> TASK STATEMENT: Please rewrite the stretch of the listing from the line containing "Category: rock face" through the end of the listing, changing "mountain ridge" to "mountain crest" and leaving everything else unchanged.

***

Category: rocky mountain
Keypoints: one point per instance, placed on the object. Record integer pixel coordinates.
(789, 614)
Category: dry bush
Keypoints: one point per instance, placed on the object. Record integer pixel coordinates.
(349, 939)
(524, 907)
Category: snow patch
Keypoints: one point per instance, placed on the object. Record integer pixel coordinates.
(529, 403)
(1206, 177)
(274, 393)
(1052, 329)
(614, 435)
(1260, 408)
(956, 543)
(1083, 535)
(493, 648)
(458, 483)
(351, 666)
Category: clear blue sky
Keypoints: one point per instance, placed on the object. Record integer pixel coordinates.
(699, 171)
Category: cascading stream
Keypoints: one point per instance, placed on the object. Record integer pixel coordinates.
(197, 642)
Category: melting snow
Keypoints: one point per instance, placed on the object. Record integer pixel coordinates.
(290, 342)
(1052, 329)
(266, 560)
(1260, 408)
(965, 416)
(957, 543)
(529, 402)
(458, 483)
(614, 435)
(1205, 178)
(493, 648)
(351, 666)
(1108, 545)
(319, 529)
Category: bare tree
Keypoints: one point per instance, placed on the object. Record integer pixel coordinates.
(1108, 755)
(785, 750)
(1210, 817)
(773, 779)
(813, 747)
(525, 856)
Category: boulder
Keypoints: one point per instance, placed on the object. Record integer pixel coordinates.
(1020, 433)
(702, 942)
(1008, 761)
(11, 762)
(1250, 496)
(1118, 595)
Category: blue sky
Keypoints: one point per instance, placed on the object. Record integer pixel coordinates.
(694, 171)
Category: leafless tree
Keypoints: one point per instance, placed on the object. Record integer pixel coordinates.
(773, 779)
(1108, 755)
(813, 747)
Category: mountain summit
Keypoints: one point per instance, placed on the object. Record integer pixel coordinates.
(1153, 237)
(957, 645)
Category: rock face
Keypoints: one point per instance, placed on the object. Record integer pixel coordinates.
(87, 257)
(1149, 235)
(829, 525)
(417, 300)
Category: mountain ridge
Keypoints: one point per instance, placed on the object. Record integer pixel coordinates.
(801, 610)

***

> PROBLEM SOLUTION:
Category: rock face
Keypoints: one point per instance, placed on the object. Record integer pixel coordinates.
(87, 257)
(1149, 235)
(829, 525)
(417, 300)
Category: mountain crest
Keypoints: one point per instance, placed on the object. Record integer pixel coordinates.
(801, 610)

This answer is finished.